## Source text
3 things to note when preparing a retirement portfolio

Jun 15, 2015
Chris Galloway, Managing Director and Head of Investment Advisory, Ibbotson Associates, shares his insights.
 

Morningstar Investment Management's Chris Galloway shares some important insights.

Capital preservation is key to building wealth.

Understanding capital preservation is about understanding the risk. "Risk is the permanent loss of capital in real terms over the investor's time horizon," he says. In actual numbers, Galloway stated that investors would have to delay their retirement by 6.3 years to recover from a 25% capital loss in their portfolio.

Avoiding large losses remains a key element to building wealth. In other words, capital preservation is the key to building wealth.

Permanent losses are driven by valuation (overpaying for an asset) and fundamentals (deterioration in asset quality or cash flow). The key to managing valuation and fundamental risk is to avoid overvalued assets and diversify across investments whose cash flows are driven by different factors.

Valuation risk is one of the biggest risks that investors face.

The key thing with valuation risk, and absolutely it is the key investment risk faced by investors, is the risk that you overpay for an asset. So for every asset you are able to fix a valuation for it.

There are times when valuations are cheap, or prices are cheap, I should rather say, relative to the underlying value of the company. That's a great time to be buying. There are times when prices get very, very expensive. The key thing for investors is recognizing periods where assets are rather over or undervalued and seeking opportunistically to take advantage of those.

Right now, we see valuations as reasonably stretched for several markets around the world and so it is a time in which investors will be well served just to be patient.

It is worthwhile considering annuities.

In the context of annuities in terms of retirement is the issue of longevity or basically outliving your retirement savings. Where annuities actually have a role to play is, obviously, in providing some form of guaranteed income. So, for an investor who incorporates an annuity in their portfolio, it basically gives you some portion of your portfolio that has a stable income and it enables you to be more aggressive with the other part of your portfolio.

## Recorded data
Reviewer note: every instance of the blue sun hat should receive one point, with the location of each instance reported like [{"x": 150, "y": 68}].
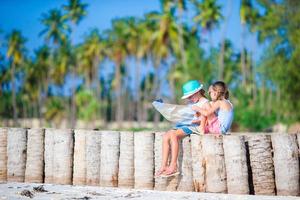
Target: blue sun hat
[{"x": 190, "y": 88}]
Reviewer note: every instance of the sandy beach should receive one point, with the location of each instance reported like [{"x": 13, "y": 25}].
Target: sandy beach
[{"x": 49, "y": 191}]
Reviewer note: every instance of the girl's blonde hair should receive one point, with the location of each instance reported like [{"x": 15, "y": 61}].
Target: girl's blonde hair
[
  {"x": 202, "y": 92},
  {"x": 221, "y": 88}
]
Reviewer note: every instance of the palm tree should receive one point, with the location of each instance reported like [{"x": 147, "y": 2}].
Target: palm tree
[
  {"x": 3, "y": 155},
  {"x": 143, "y": 160},
  {"x": 93, "y": 53},
  {"x": 55, "y": 27},
  {"x": 117, "y": 52},
  {"x": 208, "y": 15},
  {"x": 126, "y": 160},
  {"x": 286, "y": 164},
  {"x": 15, "y": 53},
  {"x": 75, "y": 13},
  {"x": 164, "y": 43},
  {"x": 55, "y": 34},
  {"x": 35, "y": 156},
  {"x": 248, "y": 16}
]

## Prompt A
According to the retirement portfolio text, how many years would investors have to delay retirement to recover from a 25% capital loss?
## Prompt B
Rewrite the part of the retirement portfolio text that begins at the words "Capital preservation is key" and stops after "the key to building wealth.", using "growing wealth" in place of "building wealth".

## Exercise answer A
6.3 years

## Exercise answer B
Capital preservation is key to growing wealth.

Understanding capital preservation is about understanding the risk. "Risk is the permanent loss of capital in real terms over the investor's time horizon," he says. In actual numbers, Galloway stated that investors would have to delay their retirement by 6.3 years to recover from a 25% capital loss in their portfolio.

Avoiding large losses remains a key element to growing wealth. In other words, capital preservation is the key to growing wealth.